> _BRIEF_: Print out each entry without alteration, and keep the pictures out.
INPUT DATA section start
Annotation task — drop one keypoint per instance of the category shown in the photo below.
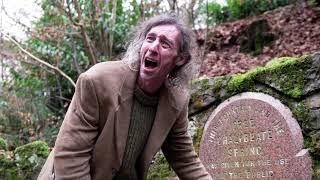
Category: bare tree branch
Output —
(86, 38)
(113, 21)
(39, 60)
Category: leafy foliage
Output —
(238, 9)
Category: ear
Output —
(181, 60)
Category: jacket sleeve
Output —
(78, 133)
(178, 150)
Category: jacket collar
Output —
(176, 96)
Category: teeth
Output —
(152, 60)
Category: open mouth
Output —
(150, 63)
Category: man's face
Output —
(159, 53)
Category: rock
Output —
(3, 144)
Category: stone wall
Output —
(294, 81)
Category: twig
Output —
(39, 60)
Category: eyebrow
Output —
(162, 37)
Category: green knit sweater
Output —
(143, 113)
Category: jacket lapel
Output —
(170, 105)
(123, 112)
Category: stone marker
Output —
(254, 136)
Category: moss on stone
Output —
(28, 155)
(316, 168)
(197, 139)
(287, 75)
(3, 144)
(160, 169)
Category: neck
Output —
(150, 86)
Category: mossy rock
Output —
(295, 81)
(160, 168)
(286, 75)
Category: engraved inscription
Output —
(248, 139)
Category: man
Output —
(123, 112)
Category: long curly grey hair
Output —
(180, 76)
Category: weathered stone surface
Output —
(313, 74)
(254, 136)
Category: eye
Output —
(165, 44)
(150, 38)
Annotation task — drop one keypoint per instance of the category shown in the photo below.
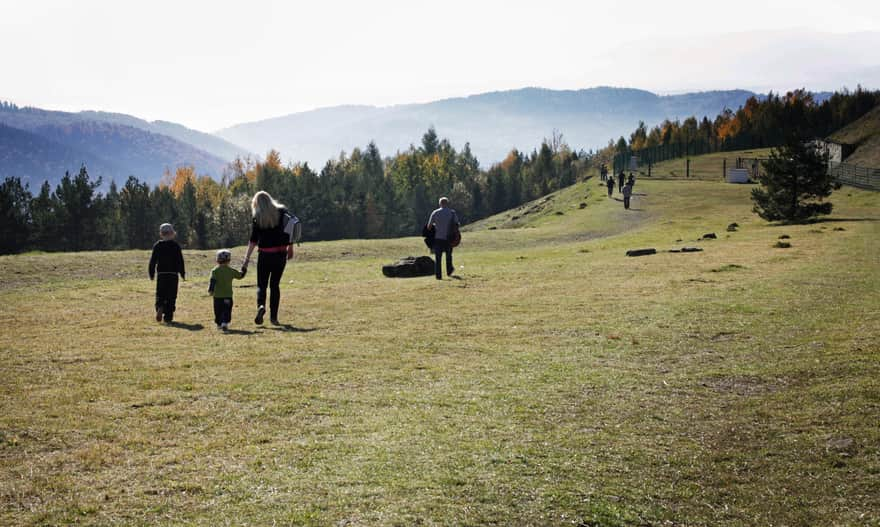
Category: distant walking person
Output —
(275, 248)
(444, 222)
(166, 263)
(627, 193)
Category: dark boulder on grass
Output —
(410, 267)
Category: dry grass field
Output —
(553, 382)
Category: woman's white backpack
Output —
(293, 227)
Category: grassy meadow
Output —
(709, 167)
(555, 381)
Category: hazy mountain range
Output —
(39, 145)
(493, 123)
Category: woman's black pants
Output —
(270, 267)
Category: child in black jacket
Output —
(166, 263)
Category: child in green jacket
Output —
(221, 288)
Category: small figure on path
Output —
(275, 248)
(627, 193)
(444, 222)
(166, 263)
(220, 288)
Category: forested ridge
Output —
(357, 195)
(366, 195)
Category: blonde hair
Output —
(265, 210)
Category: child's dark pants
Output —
(222, 310)
(166, 294)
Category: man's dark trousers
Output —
(166, 294)
(441, 246)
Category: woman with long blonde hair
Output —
(275, 248)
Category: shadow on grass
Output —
(188, 327)
(239, 332)
(813, 221)
(835, 220)
(292, 329)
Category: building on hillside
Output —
(837, 151)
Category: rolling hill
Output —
(39, 145)
(493, 123)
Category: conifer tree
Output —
(794, 184)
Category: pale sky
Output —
(211, 64)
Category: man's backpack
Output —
(293, 227)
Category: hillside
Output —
(207, 142)
(562, 383)
(493, 123)
(111, 150)
(34, 158)
(864, 133)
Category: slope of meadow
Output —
(864, 133)
(555, 382)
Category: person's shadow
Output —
(188, 327)
(292, 329)
(239, 332)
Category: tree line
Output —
(357, 195)
(759, 123)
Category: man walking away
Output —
(627, 193)
(444, 221)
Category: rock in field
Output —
(409, 267)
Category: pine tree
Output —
(15, 203)
(794, 184)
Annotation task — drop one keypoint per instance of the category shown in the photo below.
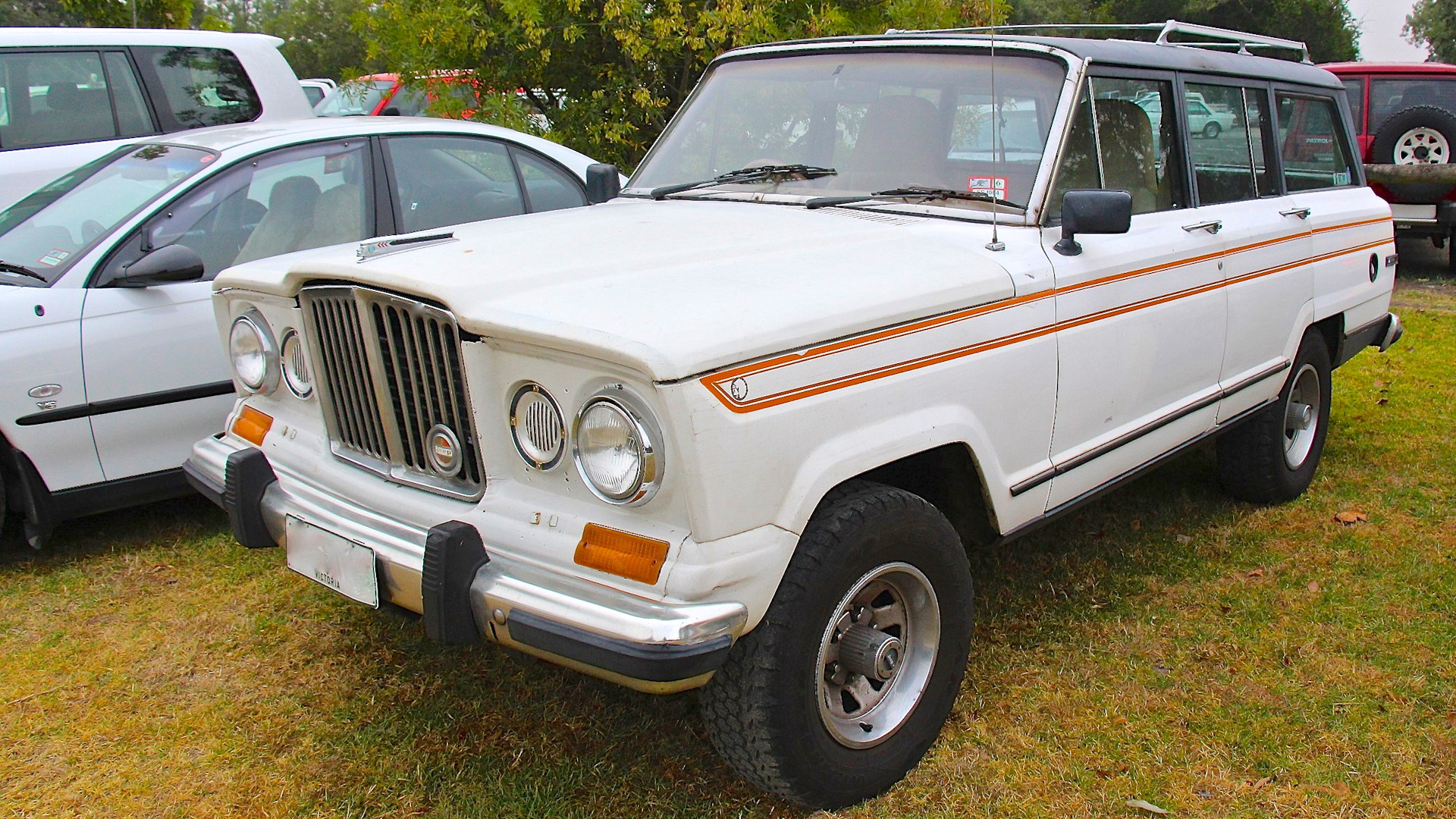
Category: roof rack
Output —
(1228, 38)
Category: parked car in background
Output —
(386, 95)
(318, 88)
(109, 360)
(1405, 114)
(69, 95)
(737, 428)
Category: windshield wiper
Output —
(759, 174)
(913, 193)
(20, 270)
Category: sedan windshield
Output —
(46, 232)
(881, 120)
(356, 98)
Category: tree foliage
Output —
(1433, 24)
(1326, 25)
(607, 74)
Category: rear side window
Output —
(200, 86)
(50, 98)
(1310, 143)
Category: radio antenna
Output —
(995, 243)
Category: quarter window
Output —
(63, 96)
(1310, 143)
(1122, 142)
(1226, 143)
(201, 86)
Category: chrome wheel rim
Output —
(1302, 417)
(877, 653)
(1423, 146)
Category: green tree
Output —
(607, 74)
(1433, 24)
(1324, 25)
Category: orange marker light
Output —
(620, 553)
(253, 426)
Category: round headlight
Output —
(296, 365)
(617, 452)
(255, 359)
(538, 428)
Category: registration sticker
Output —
(993, 186)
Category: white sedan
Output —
(109, 359)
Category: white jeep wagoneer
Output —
(865, 303)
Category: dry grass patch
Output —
(1166, 645)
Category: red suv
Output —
(1405, 114)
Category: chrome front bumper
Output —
(645, 645)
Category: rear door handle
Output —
(1210, 226)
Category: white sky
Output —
(1381, 24)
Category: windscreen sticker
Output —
(993, 186)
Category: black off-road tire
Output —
(1251, 457)
(761, 710)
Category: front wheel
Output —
(1272, 458)
(848, 679)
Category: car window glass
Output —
(1122, 142)
(201, 86)
(1389, 98)
(126, 93)
(55, 226)
(291, 200)
(1354, 91)
(546, 186)
(452, 180)
(55, 98)
(1226, 142)
(1310, 145)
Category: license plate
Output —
(338, 563)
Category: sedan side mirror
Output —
(1092, 212)
(603, 183)
(164, 265)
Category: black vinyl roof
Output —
(1133, 55)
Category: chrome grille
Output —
(391, 372)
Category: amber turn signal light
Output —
(253, 426)
(620, 553)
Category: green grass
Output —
(1166, 645)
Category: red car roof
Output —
(1356, 69)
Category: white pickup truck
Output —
(737, 426)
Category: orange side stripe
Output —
(715, 384)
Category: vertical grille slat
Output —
(392, 371)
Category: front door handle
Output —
(1210, 226)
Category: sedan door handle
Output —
(1210, 226)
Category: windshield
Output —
(50, 229)
(880, 118)
(354, 98)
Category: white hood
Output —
(674, 287)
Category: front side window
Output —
(881, 120)
(201, 86)
(1123, 142)
(55, 226)
(1310, 143)
(1228, 142)
(61, 96)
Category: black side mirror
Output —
(1092, 212)
(172, 262)
(603, 183)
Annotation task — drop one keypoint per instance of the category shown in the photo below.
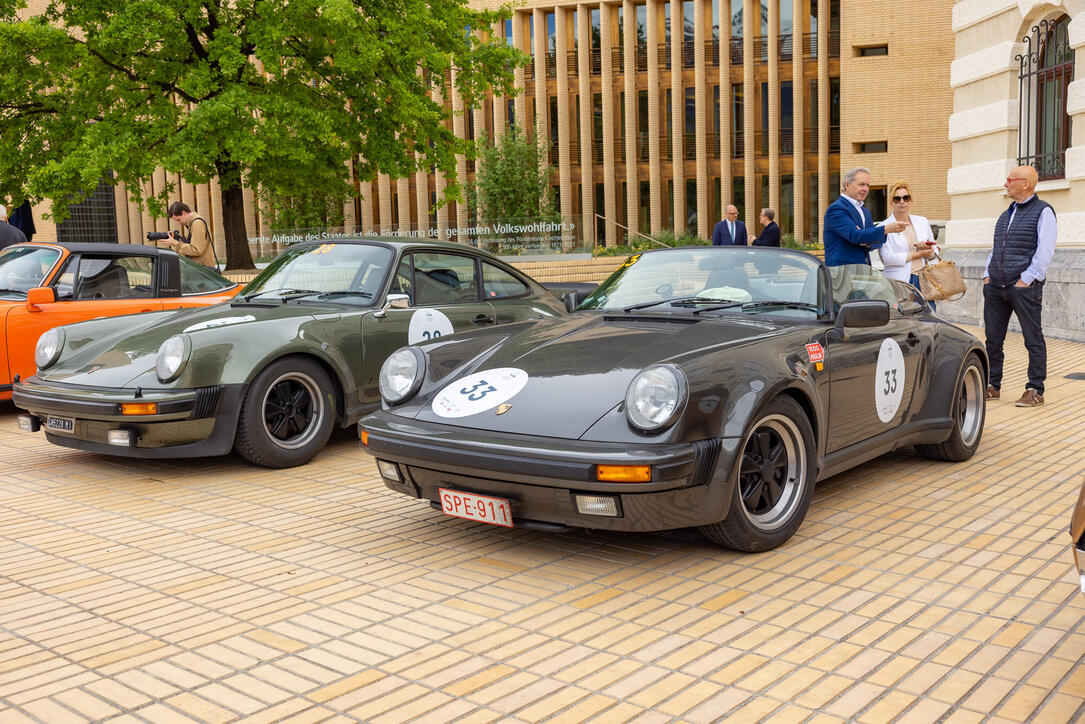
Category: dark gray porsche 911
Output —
(705, 386)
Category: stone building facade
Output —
(1018, 86)
(662, 112)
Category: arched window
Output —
(1047, 67)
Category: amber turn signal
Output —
(624, 473)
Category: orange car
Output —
(45, 286)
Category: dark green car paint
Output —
(113, 360)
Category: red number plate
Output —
(483, 508)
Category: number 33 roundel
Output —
(479, 392)
(889, 380)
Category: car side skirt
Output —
(924, 431)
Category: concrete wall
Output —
(903, 98)
(983, 128)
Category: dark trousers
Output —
(1024, 302)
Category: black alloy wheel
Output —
(774, 481)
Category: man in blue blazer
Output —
(850, 230)
(730, 231)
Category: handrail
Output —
(628, 230)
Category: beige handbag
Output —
(941, 281)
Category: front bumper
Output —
(200, 421)
(540, 477)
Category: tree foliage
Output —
(513, 180)
(271, 93)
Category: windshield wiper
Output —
(716, 307)
(678, 300)
(788, 305)
(284, 290)
(343, 292)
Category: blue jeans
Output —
(914, 280)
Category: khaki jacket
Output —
(196, 244)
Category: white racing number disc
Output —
(889, 380)
(428, 325)
(479, 392)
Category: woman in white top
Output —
(906, 252)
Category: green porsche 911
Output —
(270, 372)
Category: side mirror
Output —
(863, 313)
(573, 300)
(393, 302)
(39, 295)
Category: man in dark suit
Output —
(850, 230)
(9, 235)
(770, 230)
(730, 231)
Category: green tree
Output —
(513, 179)
(271, 93)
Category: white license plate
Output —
(1080, 560)
(60, 423)
(483, 508)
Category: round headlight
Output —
(655, 396)
(401, 375)
(173, 355)
(49, 347)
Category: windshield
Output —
(341, 272)
(22, 268)
(716, 278)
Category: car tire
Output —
(288, 414)
(969, 410)
(763, 512)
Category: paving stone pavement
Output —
(211, 591)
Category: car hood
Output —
(115, 352)
(578, 368)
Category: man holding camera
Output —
(195, 242)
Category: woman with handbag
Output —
(906, 252)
INPUT DATA section end
> _ANSWER TO THIS TASK_:
Annotation task — drop one keypoint per instance of the category shown in the photo below.
Category: bare tree branch
Output —
(86, 38)
(113, 21)
(39, 60)
Category: leafy foliage
Output —
(238, 9)
Category: ear
Output —
(181, 60)
Category: jacket sleeve
Output —
(78, 133)
(178, 150)
Category: jacket collar
Output —
(176, 96)
Category: teeth
Output —
(152, 60)
Category: open mouth
Output —
(150, 63)
Category: man's face
Output —
(159, 53)
Category: rock
Output —
(3, 144)
Category: stone wall
Output —
(294, 81)
Category: twig
Output —
(39, 60)
Category: eyebrow
Output —
(162, 37)
Category: green knit sweater
Output —
(143, 113)
Category: jacket lapel
Output —
(170, 105)
(123, 112)
Category: stone marker
Output —
(254, 136)
Category: moss on stone
Output —
(28, 155)
(316, 168)
(197, 139)
(287, 75)
(3, 144)
(160, 169)
Category: neck
Output —
(150, 86)
Category: mossy rock
Output —
(295, 81)
(160, 168)
(286, 75)
Category: engraved inscription
Output —
(248, 139)
Category: man
Output —
(123, 112)
Category: long curly grey hair
Output —
(180, 76)
Category: weathered stone surface
Output —
(313, 74)
(254, 136)
Category: eye
Output —
(165, 44)
(150, 38)
Annotation task — drop one keypoint per instance of the category shown in the photo below.
Category: distant walking person
Output —
(275, 248)
(444, 222)
(166, 263)
(627, 193)
Category: dark boulder on grass
Output —
(410, 267)
Category: dry grass field
Output —
(553, 382)
Category: woman's white backpack
Output —
(293, 227)
Category: grassy meadow
Output —
(709, 167)
(555, 381)
Category: hazy mountain range
Output —
(39, 145)
(493, 123)
Category: woman's black pants
Output —
(270, 267)
Category: child in black jacket
Output —
(166, 263)
Category: child in green jacket
Output —
(221, 288)
Category: small figure on path
Output —
(275, 248)
(627, 193)
(444, 222)
(166, 263)
(220, 288)
Category: forested ridge
Output —
(357, 195)
(366, 195)
Category: blonde hair
Output —
(265, 210)
Category: child's dark pants
Output —
(222, 310)
(166, 294)
Category: man's dark trousers
Output —
(166, 294)
(441, 246)
Category: woman with long blonde hair
Output —
(275, 248)
Category: shadow on grass
Output —
(188, 327)
(239, 332)
(813, 221)
(835, 220)
(292, 329)
Category: building on hillside
Output —
(837, 151)
Category: rolling hill
Output —
(39, 145)
(493, 123)
Category: conifer tree
Output —
(794, 184)
Category: pale sky
Output —
(211, 64)
Category: man's backpack
Output —
(293, 227)
Category: hillside
Output —
(207, 142)
(562, 383)
(493, 123)
(111, 150)
(34, 158)
(864, 133)
Category: slope of meadow
Output —
(864, 133)
(555, 382)
Category: person's shadow
Output —
(188, 327)
(292, 329)
(239, 332)
Category: tree line
Output —
(357, 195)
(759, 123)
Category: man walking away
Output —
(627, 193)
(444, 221)
Category: rock in field
Output —
(409, 267)
Category: pine tree
Output —
(15, 203)
(794, 184)
Annotation task — drop one keypoint per instance of the category shown in the photo below.
Category: roof rack
Output —
(1228, 38)
Category: parked car in background
Output —
(386, 95)
(318, 88)
(109, 360)
(1405, 114)
(69, 95)
(737, 428)
Category: windshield wiper
Output —
(759, 174)
(913, 193)
(20, 270)
Category: sedan windshield
Output —
(46, 232)
(881, 120)
(356, 98)
Category: tree foliage
Output —
(1433, 24)
(1326, 25)
(607, 74)
Category: rear side window
Output —
(200, 86)
(50, 98)
(1310, 143)
Category: radio antenna
Output —
(995, 243)
Category: quarter window
Output —
(63, 96)
(1310, 143)
(1122, 142)
(1226, 143)
(201, 86)
Category: chrome wheel rim
Output —
(1302, 417)
(877, 653)
(1423, 146)
Category: green tree
Output —
(607, 74)
(1433, 24)
(1324, 25)
Category: orange marker light
Output —
(620, 553)
(253, 426)
Category: round headlight
Output —
(296, 365)
(617, 452)
(255, 359)
(538, 428)
Category: registration sticker
Output —
(993, 186)
Category: white sedan
Output —
(109, 359)
Category: white jeep wagoneer
Output —
(865, 303)
Category: dry grass patch
Output —
(1166, 645)
Category: red suv
Output —
(1405, 114)
Category: chrome front bumper
Output —
(645, 645)
Category: rear door handle
Output —
(1210, 226)
Category: white sky
Output —
(1381, 24)
Category: windscreen sticker
Output —
(993, 186)
Category: black off-road tire
Output —
(1251, 457)
(761, 710)
Category: front wheel
Output —
(1272, 458)
(848, 679)
Category: car window glass
Output —
(1122, 142)
(201, 86)
(1389, 98)
(126, 93)
(55, 226)
(291, 200)
(1354, 91)
(546, 186)
(452, 180)
(55, 98)
(1226, 142)
(1310, 145)
Category: license plate
Output —
(338, 563)
Category: sedan side mirror
Output —
(1092, 212)
(603, 183)
(164, 265)
Category: black vinyl roof
Output —
(1133, 55)
Category: chrome grille
Output —
(391, 372)
Category: amber turn signal light
Output —
(253, 426)
(620, 553)
Category: green grass
Output —
(1166, 645)
Category: red car roof
Output —
(1356, 69)
Category: white pickup truck
Output —
(737, 426)
Category: orange side stripe
Output —
(715, 384)
Category: vertical grille slat
Output —
(392, 371)
Category: front door handle
Output —
(1210, 226)
Category: sedan door handle
Output —
(1210, 226)
Category: windshield
Output —
(50, 229)
(880, 118)
(354, 98)
Category: white hood
Output —
(674, 287)
Category: front side window
Output —
(881, 120)
(201, 86)
(1123, 142)
(55, 226)
(1310, 143)
(1228, 142)
(61, 96)
Category: black side mirror
Output —
(1092, 212)
(172, 262)
(603, 183)
Annotation task — drop one keypoint per instance of the category shown in the photo below.
Category: dark gray porsche 911
Output —
(705, 386)
Category: stone building facade
Output —
(1018, 86)
(662, 112)
Category: arched window
Output —
(1047, 67)
Category: amber turn signal
Output —
(624, 473)
Category: orange car
Output —
(45, 286)
Category: dark green car paint
Output —
(113, 360)
Category: red number plate
Output —
(483, 508)
Category: number 33 roundel
Output —
(479, 392)
(889, 380)
Category: car side skirt
Output —
(924, 431)
Category: concrete wall
Output —
(903, 98)
(983, 128)
Category: dark trousers
Output —
(1024, 302)
Category: black alloy wheel
Output —
(774, 481)
Category: man in blue blazer
Output —
(850, 230)
(730, 231)
Category: handrail
Output —
(628, 230)
Category: beige handbag
Output —
(941, 281)
Category: front bumper
Output —
(200, 421)
(540, 477)
Category: tree foliage
Output —
(513, 180)
(271, 93)
Category: windshield wiper
Output —
(716, 307)
(678, 300)
(788, 305)
(284, 290)
(343, 292)
Category: blue jeans
Output —
(914, 280)
Category: khaki jacket
Output —
(196, 244)
Category: white racing number disc
Output —
(889, 380)
(428, 325)
(479, 392)
Category: woman in white top
Output —
(906, 252)
Category: green porsche 911
Output —
(270, 372)
Category: side mirror
Output —
(863, 313)
(573, 300)
(393, 302)
(39, 295)
Category: man in dark suit
Output —
(850, 230)
(9, 235)
(770, 230)
(730, 231)
Category: green tree
Output —
(513, 179)
(271, 93)
Category: white license plate
Output —
(1080, 560)
(60, 423)
(483, 508)
Category: round headlight
Output —
(655, 396)
(401, 375)
(173, 355)
(49, 347)
Category: windshield
Output —
(341, 272)
(22, 268)
(716, 278)
Category: car tire
Output —
(288, 414)
(969, 410)
(763, 512)
Category: paving stone pavement
Output —
(211, 591)
Category: car hood
Output —
(115, 352)
(578, 368)
Category: man holding camera
Output —
(195, 242)
Category: woman with handbag
Output —
(906, 252)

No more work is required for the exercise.